─── PASSAGE SHOWN
That’s why the two A/B side carriers who were essentially given spectrum at the beginning of cell phones are still on top in rural areas. Much more money to pay for the sites and the truck rolls than T-Mobile. And a lot more spectrum for users. That won’t change.

Judge Greene didn’t really bust up the monopoly. He just forced it to restructure vertically with the illusion of competition. It doesn’t work well but it works better than the monopoly. See: NBN in Australia. What a disaster.

Well, yeah, any time a company gets too big and powerful the consumer loses. Look at what Google has become. Cable TV and media companies. Facebook. Photo sharing sites (owned by Google and Facebook). YouTube (owned by Google). E-commerce (watch Amazon's pricing?). Wells Fargo and Bank of America. IHeart media and other radio companies. Etc. etc.

Congress and Washington won't do a thing because ther is too much money flowing in politics, and too many believe that there is no need for regulation.

I’m not sure the consumer completely loses. A great many people like the services those companies provide. But yes, it takes a new crazy person with a big dream and often “unfair” usiness practices to create a new business of that size.
 
I, too, find it sad the big box stores have put so many small businesses out of business. We used to have a super good local hardware store nearby. Tell them what you needed and one minute later it was in your hands. Try to find what you need in Lowes or Home Depot and you may be wandering the aisles for hours.

Worse, I’ve seen staff and the other end of an aisle in both big box hardware stores see me with a “I need assistance” look on my face and they quickly scramble to the next aisle, then vanish by the time I get there...
──────
─── EXTRACTED RECORDS
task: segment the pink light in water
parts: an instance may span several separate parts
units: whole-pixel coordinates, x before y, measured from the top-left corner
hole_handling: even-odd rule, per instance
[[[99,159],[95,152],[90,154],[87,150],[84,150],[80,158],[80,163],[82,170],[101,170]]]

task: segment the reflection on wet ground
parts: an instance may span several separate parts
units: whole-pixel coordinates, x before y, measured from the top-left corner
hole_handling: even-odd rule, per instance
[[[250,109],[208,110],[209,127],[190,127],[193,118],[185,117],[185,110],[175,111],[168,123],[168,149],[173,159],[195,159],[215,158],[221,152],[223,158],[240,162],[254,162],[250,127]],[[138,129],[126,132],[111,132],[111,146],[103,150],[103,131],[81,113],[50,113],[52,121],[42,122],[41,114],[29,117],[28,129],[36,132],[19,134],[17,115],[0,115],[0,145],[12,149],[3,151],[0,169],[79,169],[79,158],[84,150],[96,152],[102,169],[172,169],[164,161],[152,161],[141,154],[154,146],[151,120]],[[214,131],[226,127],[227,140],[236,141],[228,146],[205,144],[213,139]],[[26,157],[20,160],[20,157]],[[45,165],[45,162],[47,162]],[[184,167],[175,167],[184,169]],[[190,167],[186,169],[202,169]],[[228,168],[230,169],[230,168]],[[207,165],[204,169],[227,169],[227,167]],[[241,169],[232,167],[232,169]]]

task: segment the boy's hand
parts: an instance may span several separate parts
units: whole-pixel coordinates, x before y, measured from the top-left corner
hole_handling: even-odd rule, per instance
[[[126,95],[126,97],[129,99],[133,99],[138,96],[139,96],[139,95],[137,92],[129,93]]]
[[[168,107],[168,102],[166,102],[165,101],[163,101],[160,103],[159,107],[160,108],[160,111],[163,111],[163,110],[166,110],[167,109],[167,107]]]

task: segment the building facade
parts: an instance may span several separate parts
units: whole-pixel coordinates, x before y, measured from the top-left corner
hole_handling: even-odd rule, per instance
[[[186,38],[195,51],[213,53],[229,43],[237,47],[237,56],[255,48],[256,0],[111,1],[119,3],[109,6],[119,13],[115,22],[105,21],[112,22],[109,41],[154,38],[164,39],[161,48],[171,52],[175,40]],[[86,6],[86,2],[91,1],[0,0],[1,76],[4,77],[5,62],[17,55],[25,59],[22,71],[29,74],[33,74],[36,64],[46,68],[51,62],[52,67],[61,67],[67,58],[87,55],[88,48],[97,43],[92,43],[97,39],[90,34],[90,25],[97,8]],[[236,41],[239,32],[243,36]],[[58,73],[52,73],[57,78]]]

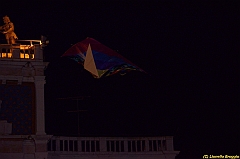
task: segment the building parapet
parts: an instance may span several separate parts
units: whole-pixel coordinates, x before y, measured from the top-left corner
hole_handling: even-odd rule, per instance
[[[16,44],[0,44],[1,60],[43,60],[44,44],[41,40],[18,40]]]

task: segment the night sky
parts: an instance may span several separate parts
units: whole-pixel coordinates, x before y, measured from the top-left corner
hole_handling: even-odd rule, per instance
[[[79,113],[81,136],[173,135],[179,158],[194,158],[240,152],[239,8],[238,1],[21,1],[1,2],[0,16],[10,17],[20,40],[50,41],[48,134],[77,136],[78,116],[69,112],[77,101],[69,97],[86,96],[78,101],[87,110]],[[60,57],[87,37],[147,73],[94,79]]]

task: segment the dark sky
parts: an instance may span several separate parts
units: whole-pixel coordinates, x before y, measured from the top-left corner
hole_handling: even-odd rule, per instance
[[[238,1],[21,1],[1,7],[19,39],[50,40],[44,50],[49,134],[77,134],[77,114],[67,113],[77,101],[59,98],[90,96],[79,101],[88,110],[79,117],[83,136],[174,135],[185,158],[239,155]],[[60,58],[86,37],[118,50],[147,74],[97,80]]]

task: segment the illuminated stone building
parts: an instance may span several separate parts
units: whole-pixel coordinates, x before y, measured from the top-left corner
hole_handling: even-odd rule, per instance
[[[0,44],[0,158],[46,159],[44,45],[20,43]]]
[[[0,44],[0,159],[174,159],[179,153],[172,136],[47,135],[43,40],[20,42]]]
──────
» **ABOUT THIS TASK**: In the passage on carriers and big companies, which two big box hardware stores are named?

» **FINAL ANSWER**: Lowes and Home Depot.